- Exercise objective: Leave out the pictures and copy every record exactly.

- Data rows:
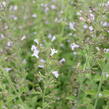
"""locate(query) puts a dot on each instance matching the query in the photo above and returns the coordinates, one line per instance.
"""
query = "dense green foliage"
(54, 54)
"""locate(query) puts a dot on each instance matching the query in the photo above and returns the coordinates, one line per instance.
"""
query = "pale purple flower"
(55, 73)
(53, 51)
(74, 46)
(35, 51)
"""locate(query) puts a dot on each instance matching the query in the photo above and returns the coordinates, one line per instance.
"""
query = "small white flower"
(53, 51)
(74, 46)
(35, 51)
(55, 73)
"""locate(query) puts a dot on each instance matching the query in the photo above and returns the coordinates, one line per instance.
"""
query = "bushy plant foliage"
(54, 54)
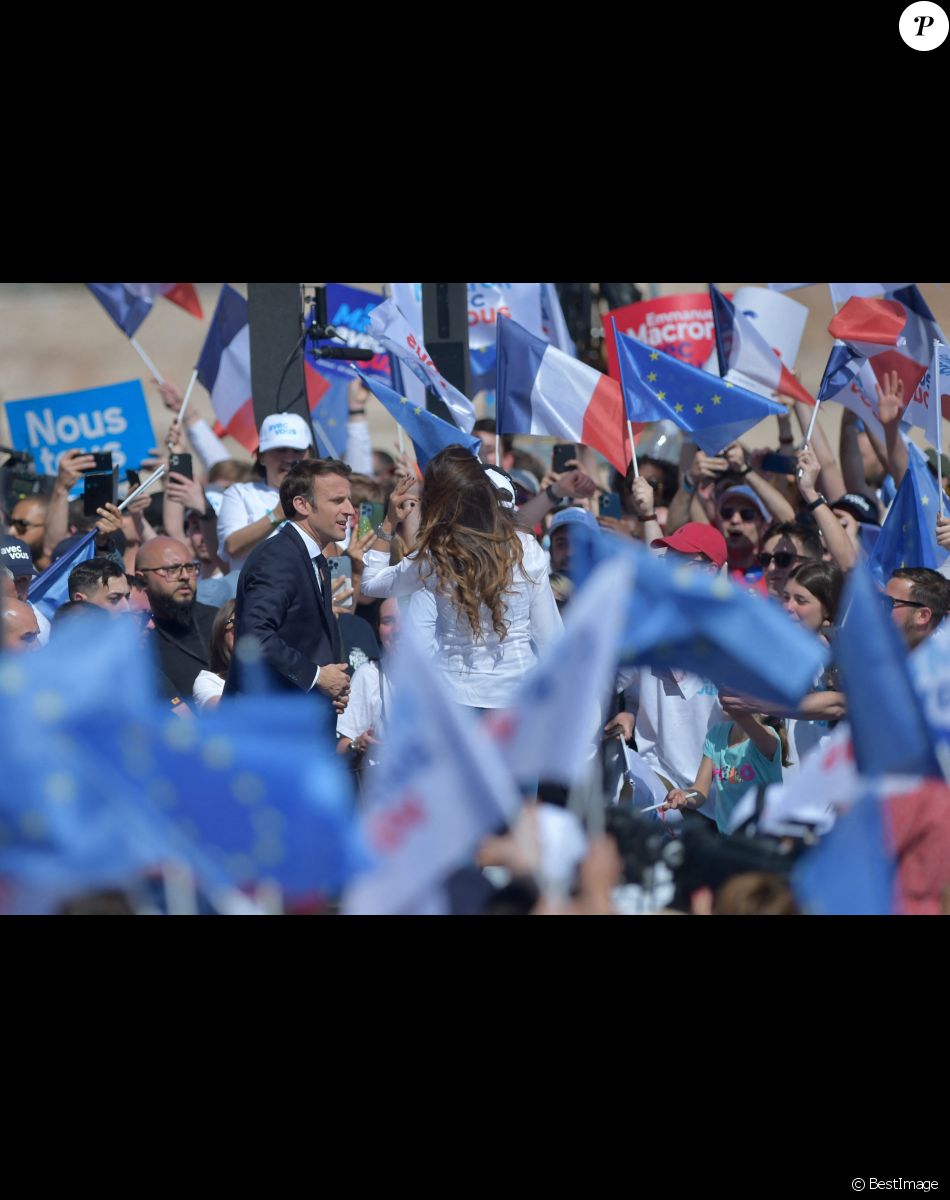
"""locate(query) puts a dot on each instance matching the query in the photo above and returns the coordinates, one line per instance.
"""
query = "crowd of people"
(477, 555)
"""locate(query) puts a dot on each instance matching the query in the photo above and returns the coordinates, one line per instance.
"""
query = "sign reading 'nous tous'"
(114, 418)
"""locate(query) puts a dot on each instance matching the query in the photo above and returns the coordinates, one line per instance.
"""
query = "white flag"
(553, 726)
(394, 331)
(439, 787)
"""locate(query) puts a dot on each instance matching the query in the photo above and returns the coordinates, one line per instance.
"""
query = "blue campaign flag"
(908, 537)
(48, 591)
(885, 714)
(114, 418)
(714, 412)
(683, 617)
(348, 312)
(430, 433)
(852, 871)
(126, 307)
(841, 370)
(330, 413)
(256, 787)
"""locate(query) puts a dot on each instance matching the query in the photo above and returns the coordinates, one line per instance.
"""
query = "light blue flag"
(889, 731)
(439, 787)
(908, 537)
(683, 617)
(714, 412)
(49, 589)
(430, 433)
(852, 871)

- Expected answer:
"""locate(query) puts a dot on each instance matching the query in the photo above and returns the coordinates, one line per instance.
"""
query = "dense green foliage"
(54, 54)
"""locate(query) puts a dot on each instance matching the query in the photo above and returns the coordinates, one line per instance.
"""
query = "pale purple flower"
(55, 73)
(53, 51)
(74, 46)
(35, 51)
"""locate(query) puts a dot on each instance matching the query in the photo above and returns the coordinates, one line per instance.
"""
query = "small white flower"
(53, 51)
(74, 46)
(35, 51)
(55, 73)
"""locate(query) puts a dot on each instance matching the query in the photo above and returns the coordinates, one line per instance.
"""
query = "bushy plant foliage"
(54, 54)
"""locate(query) puts a dot on each instance matching the query in the photo above and returns the coordinates, one line per instance.
"""
query = "crowd of people"
(477, 555)
"""locate(query) puts a dot on each instance matching the query in the photo above and returns the coordinates, one line per instance.
"""
query = "sign reading 'nous tous'"
(114, 418)
"""locate(query) puts a dot on each instance matching the query in the photo above and returns the coordinates, one line per instance.
"""
query = "white flag"
(553, 726)
(394, 331)
(439, 787)
"""locate(query) puts a dot on each instance matching the query in the photo above and returns the coordinates, one line per instance.
"""
query = "blue campaign flag"
(908, 537)
(48, 591)
(885, 714)
(114, 418)
(714, 412)
(683, 617)
(348, 312)
(430, 433)
(852, 871)
(126, 307)
(841, 370)
(330, 413)
(256, 787)
"""locate(query) puts a dot on each instance matching the query in the photo above and returns the coordinates, one line per instance.
"""
query = "light blue flag"
(889, 731)
(439, 787)
(908, 537)
(683, 617)
(714, 412)
(49, 589)
(430, 433)
(852, 871)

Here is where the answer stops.